Stored data:

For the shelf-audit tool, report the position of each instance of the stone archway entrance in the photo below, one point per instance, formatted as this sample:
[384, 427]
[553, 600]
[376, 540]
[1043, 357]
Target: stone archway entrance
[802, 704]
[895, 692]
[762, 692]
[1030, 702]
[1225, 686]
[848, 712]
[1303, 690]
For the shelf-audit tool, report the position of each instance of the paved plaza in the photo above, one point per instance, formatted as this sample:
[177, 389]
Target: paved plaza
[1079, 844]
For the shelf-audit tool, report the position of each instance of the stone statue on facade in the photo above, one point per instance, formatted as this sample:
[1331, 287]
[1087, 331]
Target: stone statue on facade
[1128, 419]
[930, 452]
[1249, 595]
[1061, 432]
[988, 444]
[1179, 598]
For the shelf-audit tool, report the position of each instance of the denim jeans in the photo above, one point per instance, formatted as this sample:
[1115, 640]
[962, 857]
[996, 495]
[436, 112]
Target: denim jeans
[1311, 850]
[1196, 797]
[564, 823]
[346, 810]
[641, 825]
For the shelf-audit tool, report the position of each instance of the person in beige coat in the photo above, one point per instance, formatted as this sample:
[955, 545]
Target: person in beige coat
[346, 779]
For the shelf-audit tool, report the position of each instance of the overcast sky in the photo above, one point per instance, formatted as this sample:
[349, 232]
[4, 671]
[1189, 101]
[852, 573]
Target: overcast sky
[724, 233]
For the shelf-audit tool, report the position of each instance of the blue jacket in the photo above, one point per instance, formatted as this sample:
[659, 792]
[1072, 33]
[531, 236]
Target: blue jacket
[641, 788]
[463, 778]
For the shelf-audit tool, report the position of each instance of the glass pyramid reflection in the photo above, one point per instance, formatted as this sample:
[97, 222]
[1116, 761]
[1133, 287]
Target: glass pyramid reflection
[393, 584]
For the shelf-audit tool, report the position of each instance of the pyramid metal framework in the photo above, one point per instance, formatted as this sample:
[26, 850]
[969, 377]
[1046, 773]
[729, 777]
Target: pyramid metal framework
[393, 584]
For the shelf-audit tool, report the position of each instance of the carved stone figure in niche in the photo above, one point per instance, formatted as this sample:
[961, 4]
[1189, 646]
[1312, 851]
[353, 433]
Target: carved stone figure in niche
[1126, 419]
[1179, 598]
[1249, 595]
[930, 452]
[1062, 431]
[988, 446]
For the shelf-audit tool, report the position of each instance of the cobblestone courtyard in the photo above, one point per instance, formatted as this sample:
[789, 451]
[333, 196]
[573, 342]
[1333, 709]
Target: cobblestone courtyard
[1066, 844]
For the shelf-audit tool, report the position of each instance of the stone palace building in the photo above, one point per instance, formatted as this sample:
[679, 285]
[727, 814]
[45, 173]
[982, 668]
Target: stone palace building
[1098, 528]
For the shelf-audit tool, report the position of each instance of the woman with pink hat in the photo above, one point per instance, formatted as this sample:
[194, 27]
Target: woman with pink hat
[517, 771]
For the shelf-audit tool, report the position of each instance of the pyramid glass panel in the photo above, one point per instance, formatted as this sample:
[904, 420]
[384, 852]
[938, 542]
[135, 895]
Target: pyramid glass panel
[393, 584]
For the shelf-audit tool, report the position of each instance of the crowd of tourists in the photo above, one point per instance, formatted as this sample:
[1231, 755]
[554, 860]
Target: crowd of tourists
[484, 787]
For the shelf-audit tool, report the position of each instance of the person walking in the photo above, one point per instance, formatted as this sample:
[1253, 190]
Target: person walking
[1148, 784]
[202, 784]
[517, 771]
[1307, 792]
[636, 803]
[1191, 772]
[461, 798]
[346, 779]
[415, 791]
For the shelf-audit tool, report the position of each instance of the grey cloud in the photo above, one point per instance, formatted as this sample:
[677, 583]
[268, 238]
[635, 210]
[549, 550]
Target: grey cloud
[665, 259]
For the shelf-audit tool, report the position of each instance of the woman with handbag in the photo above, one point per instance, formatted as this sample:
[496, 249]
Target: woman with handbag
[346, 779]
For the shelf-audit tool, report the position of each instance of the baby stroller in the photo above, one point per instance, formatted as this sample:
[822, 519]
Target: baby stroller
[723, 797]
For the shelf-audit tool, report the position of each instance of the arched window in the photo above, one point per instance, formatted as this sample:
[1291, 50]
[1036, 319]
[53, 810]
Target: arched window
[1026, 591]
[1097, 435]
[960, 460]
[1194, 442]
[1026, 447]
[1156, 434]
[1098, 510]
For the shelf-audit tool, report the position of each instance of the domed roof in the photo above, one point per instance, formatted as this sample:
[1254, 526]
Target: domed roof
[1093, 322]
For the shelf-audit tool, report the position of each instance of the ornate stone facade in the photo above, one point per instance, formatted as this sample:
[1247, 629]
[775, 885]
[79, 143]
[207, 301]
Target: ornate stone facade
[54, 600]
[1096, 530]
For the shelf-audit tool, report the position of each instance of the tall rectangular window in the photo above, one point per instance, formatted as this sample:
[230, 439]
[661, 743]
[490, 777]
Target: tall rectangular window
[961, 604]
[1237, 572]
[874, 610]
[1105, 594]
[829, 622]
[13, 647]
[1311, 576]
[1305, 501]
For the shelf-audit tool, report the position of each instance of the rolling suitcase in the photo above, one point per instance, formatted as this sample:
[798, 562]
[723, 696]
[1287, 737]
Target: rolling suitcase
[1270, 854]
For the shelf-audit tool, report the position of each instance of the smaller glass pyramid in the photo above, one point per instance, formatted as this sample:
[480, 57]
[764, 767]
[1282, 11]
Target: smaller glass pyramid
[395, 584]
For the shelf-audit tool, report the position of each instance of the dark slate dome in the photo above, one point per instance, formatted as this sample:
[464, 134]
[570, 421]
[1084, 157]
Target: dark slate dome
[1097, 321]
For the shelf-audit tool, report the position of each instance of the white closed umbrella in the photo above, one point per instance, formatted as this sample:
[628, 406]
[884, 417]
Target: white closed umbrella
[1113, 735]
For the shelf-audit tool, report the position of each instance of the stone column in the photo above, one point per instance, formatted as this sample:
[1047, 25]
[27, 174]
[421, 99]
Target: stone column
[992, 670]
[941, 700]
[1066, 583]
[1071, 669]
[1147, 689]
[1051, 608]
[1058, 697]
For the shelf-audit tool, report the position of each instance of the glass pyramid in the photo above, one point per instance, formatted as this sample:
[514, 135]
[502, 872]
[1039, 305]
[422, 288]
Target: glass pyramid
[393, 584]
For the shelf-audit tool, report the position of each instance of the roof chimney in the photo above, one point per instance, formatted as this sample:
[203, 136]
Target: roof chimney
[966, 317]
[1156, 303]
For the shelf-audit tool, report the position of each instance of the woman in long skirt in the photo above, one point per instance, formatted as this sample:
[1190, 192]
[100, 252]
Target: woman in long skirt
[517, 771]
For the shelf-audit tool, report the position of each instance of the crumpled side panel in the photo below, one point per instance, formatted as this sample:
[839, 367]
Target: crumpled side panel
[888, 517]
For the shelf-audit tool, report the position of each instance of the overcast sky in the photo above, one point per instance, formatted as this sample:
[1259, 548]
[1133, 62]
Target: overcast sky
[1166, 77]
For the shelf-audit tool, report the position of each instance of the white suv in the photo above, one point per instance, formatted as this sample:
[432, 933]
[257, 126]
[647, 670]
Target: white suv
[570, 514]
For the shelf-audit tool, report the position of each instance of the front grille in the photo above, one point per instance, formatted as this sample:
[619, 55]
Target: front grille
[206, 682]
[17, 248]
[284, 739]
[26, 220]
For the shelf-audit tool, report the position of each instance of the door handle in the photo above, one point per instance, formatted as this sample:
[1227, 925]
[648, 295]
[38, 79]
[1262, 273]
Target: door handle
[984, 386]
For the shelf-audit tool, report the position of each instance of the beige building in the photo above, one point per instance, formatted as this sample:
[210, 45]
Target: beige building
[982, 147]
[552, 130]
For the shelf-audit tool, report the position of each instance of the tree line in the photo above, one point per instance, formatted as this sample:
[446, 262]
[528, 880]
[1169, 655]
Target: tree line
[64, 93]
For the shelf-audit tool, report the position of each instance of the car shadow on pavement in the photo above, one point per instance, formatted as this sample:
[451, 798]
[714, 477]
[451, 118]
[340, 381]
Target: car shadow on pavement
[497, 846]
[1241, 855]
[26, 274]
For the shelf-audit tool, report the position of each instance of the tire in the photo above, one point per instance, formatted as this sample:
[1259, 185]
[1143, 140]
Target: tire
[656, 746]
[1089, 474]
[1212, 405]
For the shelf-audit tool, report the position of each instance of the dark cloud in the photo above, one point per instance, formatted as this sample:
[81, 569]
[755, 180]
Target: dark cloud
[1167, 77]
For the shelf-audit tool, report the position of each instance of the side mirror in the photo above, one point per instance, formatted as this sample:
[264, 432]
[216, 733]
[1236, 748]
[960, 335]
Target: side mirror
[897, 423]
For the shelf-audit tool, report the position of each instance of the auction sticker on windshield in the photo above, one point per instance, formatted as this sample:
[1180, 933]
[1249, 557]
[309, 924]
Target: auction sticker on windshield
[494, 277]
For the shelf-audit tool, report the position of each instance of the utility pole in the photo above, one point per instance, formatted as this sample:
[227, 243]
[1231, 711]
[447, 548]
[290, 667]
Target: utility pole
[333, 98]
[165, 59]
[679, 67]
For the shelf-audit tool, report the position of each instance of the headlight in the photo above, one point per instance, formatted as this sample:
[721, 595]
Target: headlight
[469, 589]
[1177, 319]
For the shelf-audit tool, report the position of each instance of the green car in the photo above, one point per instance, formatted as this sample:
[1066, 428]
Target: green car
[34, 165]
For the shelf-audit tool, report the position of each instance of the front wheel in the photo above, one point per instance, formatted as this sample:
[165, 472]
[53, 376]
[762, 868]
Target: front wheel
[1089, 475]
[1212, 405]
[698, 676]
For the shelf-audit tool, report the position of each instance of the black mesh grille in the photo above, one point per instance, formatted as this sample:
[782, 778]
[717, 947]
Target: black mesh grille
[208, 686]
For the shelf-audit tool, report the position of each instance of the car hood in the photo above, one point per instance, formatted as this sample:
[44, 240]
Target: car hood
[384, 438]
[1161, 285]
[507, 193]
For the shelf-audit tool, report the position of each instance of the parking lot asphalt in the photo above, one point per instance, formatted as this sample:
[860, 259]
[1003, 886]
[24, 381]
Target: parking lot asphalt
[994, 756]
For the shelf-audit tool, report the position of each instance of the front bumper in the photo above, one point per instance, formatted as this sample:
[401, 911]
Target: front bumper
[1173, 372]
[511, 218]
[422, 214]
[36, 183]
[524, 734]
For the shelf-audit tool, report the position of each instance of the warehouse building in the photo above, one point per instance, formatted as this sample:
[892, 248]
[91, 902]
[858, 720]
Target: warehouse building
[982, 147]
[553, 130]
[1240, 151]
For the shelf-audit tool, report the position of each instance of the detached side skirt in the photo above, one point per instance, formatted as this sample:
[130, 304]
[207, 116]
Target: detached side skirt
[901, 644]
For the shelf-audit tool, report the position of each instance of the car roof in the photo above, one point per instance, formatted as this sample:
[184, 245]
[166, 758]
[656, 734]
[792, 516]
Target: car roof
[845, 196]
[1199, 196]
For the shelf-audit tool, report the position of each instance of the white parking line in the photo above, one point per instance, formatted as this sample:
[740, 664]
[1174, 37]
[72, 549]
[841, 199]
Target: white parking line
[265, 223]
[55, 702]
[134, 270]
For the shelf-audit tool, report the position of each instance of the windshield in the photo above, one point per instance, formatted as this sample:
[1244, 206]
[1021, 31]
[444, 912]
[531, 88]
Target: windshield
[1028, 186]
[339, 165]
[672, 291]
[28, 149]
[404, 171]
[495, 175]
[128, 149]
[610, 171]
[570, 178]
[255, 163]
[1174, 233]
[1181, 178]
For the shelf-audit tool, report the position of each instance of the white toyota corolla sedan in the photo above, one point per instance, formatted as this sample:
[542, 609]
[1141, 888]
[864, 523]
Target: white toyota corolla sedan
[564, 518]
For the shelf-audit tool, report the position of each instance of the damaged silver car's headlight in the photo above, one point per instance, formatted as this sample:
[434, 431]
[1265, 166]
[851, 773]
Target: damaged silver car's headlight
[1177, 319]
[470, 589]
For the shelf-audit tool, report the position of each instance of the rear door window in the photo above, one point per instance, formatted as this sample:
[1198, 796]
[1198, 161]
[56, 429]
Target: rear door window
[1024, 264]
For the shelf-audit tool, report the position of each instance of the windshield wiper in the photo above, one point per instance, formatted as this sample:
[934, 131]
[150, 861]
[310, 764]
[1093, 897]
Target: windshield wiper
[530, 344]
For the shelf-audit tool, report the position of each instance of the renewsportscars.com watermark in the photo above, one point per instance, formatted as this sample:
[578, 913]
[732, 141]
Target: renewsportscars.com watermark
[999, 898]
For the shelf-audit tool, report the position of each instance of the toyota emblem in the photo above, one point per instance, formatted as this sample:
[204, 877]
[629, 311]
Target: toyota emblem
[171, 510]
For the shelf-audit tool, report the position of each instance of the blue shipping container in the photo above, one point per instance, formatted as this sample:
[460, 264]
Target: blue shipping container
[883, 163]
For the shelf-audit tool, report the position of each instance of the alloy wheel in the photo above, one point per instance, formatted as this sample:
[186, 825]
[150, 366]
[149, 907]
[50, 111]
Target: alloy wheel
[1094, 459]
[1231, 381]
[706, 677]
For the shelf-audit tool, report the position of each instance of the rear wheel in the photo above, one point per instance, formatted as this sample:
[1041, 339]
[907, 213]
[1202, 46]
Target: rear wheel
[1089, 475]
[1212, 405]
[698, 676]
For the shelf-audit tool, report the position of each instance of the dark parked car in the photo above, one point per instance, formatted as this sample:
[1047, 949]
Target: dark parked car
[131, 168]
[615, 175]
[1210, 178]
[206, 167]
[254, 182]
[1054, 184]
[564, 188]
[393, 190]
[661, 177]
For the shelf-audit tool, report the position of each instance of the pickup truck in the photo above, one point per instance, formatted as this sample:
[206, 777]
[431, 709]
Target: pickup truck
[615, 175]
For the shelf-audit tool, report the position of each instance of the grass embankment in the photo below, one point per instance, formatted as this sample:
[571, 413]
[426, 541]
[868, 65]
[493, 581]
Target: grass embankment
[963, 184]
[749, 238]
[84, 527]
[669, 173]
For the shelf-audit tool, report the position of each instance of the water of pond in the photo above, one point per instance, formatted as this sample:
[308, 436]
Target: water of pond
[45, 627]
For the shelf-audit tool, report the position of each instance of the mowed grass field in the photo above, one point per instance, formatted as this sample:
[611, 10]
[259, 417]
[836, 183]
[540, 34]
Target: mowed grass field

Set task: Return precisely the lines of the records, starting with the line that holds "the blue shipping" and ending with the last one.

Result:
For the shelf-audit tool, report the position of each instance of the blue shipping container in the photo above, one point per instance, formatted as this sample:
[460, 264]
Target: blue shipping container
[883, 163]
For the shelf-audit tool, report the position of each instance of the alloy wheel in the photo above, one point per instance, formatted as this sample:
[186, 825]
[150, 366]
[149, 907]
[50, 111]
Target: alloy wheel
[1094, 459]
[1231, 381]
[706, 677]
For the shelf-audit tool, report the position of each instance of the rear wheel in the photo above, one point per instance, formatted as this sample:
[1041, 339]
[907, 213]
[1202, 46]
Target: rear wheel
[1089, 475]
[1212, 405]
[698, 676]
For the shelf-audit tool, report the position of each instance of the dark parked car in the photo above, one point per instance, formatted as this sample:
[1047, 949]
Target: dark parked car
[131, 168]
[615, 175]
[1210, 178]
[206, 167]
[254, 182]
[1054, 184]
[564, 188]
[393, 190]
[661, 177]
For the shelf-audit tool, report the position of each instance of the pickup truck in the photo above, one point per instance, formatted as this sample:
[206, 777]
[431, 709]
Target: pickup truck
[615, 175]
For the shelf-audit tool, report the position of each instance of the grass embankment in the photo below, one point per instance, formatted as this sample:
[571, 413]
[426, 541]
[868, 65]
[493, 581]
Target: grass embankment
[963, 184]
[749, 238]
[84, 527]
[669, 173]
For the shelf-audit tool, report the position of each instance of the water of pond in the photo above, one point per instance, formatted as this sample:
[308, 436]
Target: water of pond
[45, 627]
For the shelf-audit tool, report the position of each instance of the mowed grass field in the photo above, one point per instance, formatted as this sample:
[611, 10]
[259, 417]
[836, 183]
[540, 34]
Target: mowed grass field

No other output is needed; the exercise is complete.